[Photo object pointing entries]
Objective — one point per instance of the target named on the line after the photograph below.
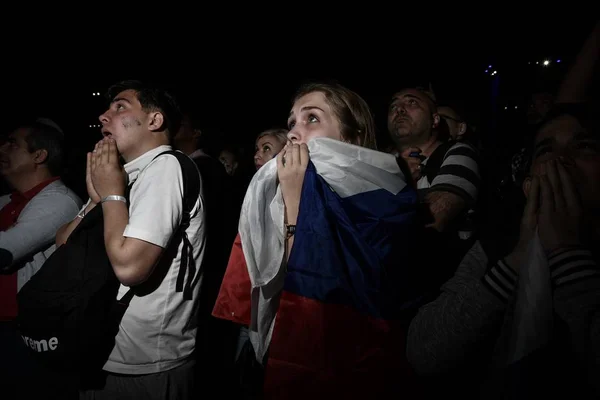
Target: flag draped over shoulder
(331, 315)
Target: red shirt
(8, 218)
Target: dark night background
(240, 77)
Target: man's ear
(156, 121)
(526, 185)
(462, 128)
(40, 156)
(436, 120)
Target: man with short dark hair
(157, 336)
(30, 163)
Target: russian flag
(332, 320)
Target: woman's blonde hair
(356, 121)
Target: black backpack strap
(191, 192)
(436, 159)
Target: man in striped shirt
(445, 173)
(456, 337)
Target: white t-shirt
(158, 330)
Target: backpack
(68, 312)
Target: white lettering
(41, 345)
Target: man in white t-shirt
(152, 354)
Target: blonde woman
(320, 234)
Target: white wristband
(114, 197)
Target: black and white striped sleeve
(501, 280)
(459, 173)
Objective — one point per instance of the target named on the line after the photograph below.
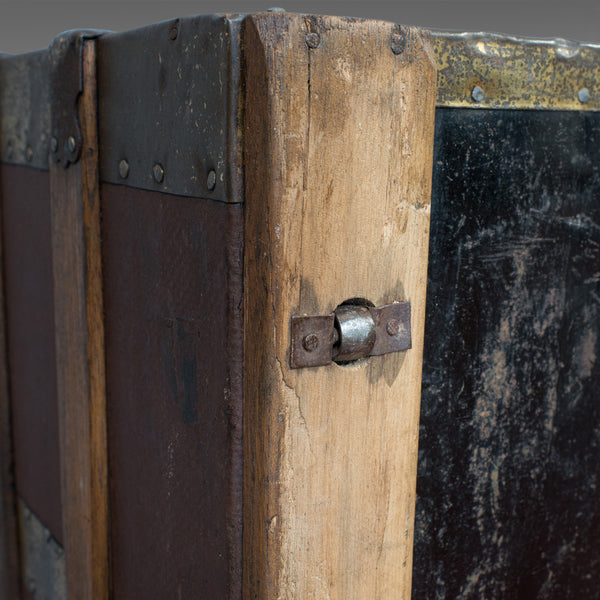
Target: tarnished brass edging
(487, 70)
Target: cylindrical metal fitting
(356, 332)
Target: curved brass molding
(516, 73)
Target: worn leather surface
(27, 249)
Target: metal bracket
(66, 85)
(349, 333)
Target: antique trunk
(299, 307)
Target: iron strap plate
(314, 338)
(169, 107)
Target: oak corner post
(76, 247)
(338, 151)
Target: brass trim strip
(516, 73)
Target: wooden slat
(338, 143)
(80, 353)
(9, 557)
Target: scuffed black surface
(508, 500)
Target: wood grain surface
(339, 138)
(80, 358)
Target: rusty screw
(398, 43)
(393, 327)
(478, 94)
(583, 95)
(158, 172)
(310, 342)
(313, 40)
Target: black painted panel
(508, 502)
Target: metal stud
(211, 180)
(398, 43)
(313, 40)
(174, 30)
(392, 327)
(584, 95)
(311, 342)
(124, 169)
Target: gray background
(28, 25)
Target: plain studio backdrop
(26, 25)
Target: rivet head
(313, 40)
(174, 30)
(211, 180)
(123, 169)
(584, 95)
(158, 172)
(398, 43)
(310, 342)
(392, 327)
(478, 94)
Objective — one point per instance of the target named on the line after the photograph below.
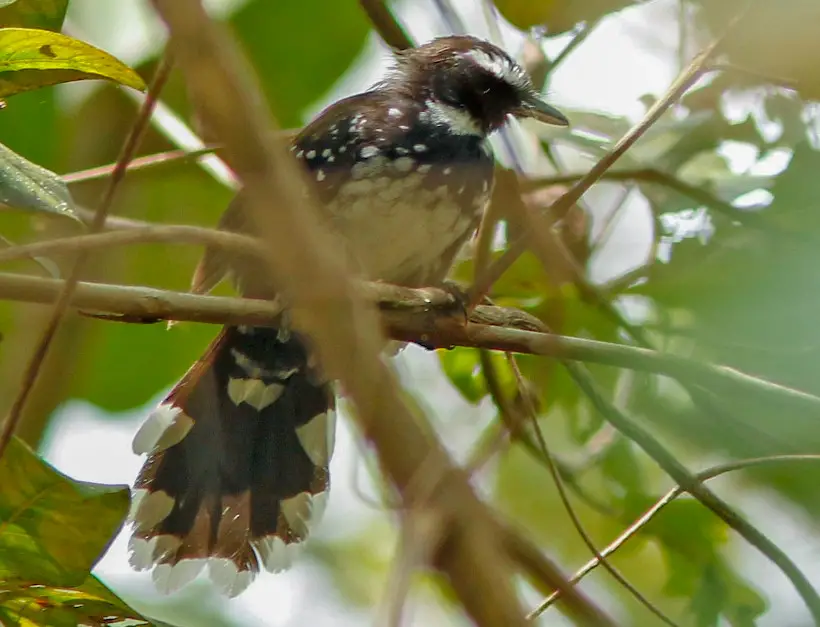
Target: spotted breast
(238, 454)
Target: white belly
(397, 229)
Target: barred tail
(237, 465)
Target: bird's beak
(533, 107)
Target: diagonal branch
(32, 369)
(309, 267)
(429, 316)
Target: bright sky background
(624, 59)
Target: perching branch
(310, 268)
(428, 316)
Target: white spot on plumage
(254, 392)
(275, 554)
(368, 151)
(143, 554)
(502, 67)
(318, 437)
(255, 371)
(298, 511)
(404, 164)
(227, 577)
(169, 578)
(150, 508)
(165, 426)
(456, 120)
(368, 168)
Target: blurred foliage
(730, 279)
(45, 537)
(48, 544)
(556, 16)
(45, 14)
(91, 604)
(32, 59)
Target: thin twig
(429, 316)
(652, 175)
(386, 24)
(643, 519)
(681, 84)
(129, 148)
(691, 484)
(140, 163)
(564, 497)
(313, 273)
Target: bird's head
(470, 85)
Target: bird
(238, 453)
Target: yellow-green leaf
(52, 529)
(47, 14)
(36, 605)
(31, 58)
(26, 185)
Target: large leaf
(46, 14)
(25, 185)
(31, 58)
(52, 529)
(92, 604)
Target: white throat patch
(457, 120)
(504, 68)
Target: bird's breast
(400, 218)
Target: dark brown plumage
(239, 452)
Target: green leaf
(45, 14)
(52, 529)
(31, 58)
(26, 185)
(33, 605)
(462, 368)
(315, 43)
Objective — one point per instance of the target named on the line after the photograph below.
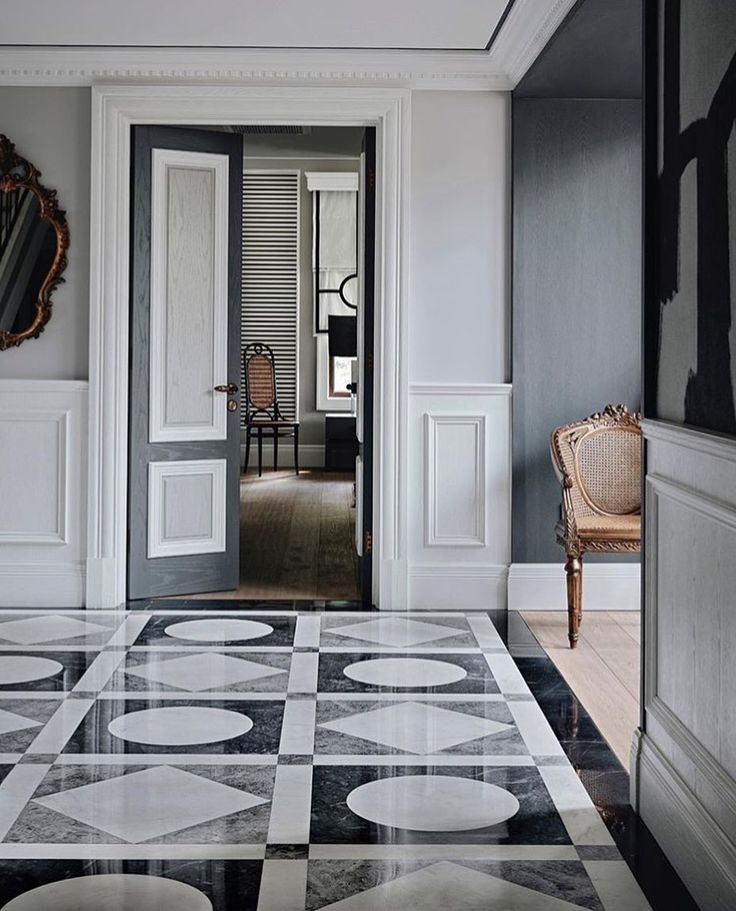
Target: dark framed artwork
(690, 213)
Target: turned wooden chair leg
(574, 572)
* * *
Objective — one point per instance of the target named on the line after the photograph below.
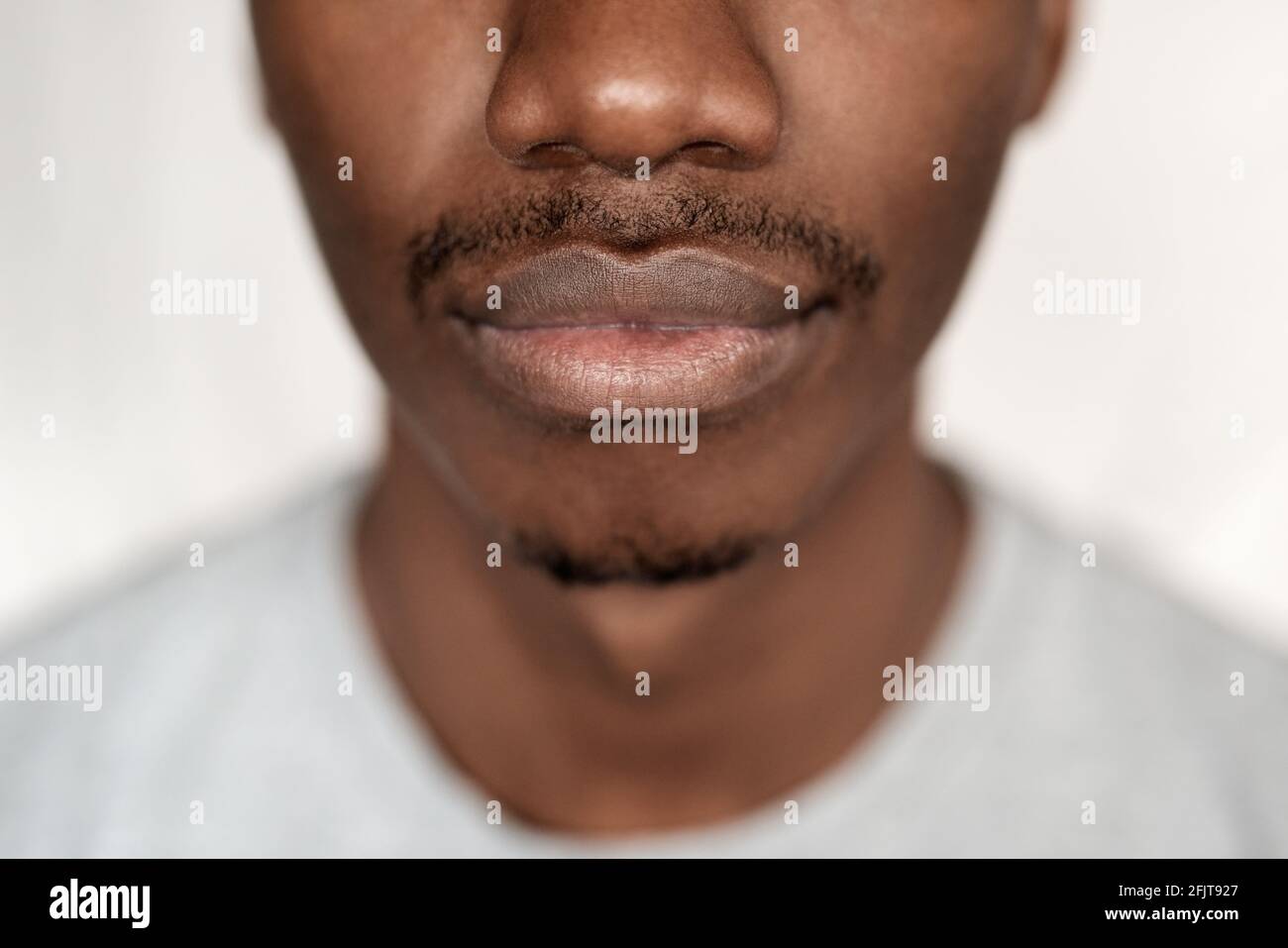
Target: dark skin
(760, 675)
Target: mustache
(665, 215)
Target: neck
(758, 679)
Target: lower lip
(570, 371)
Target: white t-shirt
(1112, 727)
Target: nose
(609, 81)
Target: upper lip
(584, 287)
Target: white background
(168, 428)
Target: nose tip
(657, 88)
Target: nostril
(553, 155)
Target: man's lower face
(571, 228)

**Set task:**
Count the lines in the entries that contain the word "flag". Reply with the number only.

**Answer in full:**
2